■ Data for analysis:
__________________________________________________

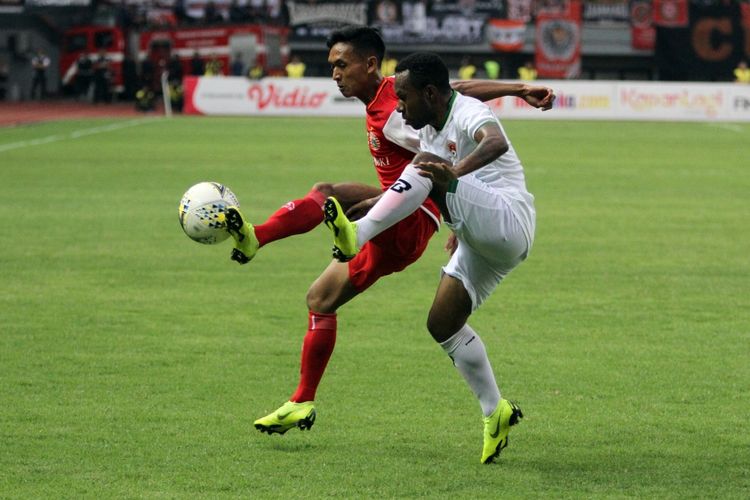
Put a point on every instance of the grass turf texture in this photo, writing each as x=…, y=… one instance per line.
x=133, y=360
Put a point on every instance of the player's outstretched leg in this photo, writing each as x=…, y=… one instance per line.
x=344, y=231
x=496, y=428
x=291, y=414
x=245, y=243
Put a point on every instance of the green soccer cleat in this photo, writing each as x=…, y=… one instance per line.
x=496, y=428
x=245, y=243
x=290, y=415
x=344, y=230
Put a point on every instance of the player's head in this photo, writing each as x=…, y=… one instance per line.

__________________________________________________

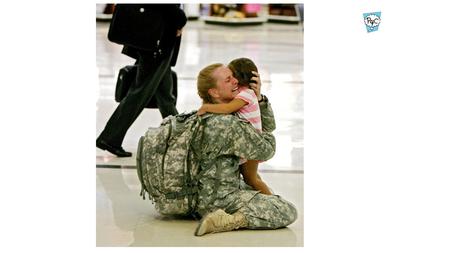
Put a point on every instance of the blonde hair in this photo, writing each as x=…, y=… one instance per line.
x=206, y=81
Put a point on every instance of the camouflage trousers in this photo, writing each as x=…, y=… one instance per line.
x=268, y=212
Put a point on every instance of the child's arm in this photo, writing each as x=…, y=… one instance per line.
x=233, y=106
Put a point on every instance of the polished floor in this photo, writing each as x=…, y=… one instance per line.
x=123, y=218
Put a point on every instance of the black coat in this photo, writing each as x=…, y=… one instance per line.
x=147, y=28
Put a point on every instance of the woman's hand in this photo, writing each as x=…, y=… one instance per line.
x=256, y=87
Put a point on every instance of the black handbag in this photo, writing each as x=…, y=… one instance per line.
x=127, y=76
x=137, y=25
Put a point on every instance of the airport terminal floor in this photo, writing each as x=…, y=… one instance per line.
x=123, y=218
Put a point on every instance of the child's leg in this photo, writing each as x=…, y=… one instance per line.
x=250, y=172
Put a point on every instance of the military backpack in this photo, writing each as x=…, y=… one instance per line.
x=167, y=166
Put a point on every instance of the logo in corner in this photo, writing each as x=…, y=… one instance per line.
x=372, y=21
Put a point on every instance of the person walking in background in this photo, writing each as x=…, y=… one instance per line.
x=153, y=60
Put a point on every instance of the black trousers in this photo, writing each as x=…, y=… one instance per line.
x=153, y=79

__________________________________________________

Retype the entries above exactly, but only from the line containing "Put a point on every instance of the green" through the line containing "Put a point on every instance of the player's head", both included.

■ Exercise output:
Put a point on every instance of the green soccer cleat in this photo, writing each as x=…, y=… one instance per line.
x=496, y=428
x=245, y=243
x=290, y=415
x=344, y=230
Put a point on every instance of the player's head in this photo, writing each as x=…, y=… one instance per line.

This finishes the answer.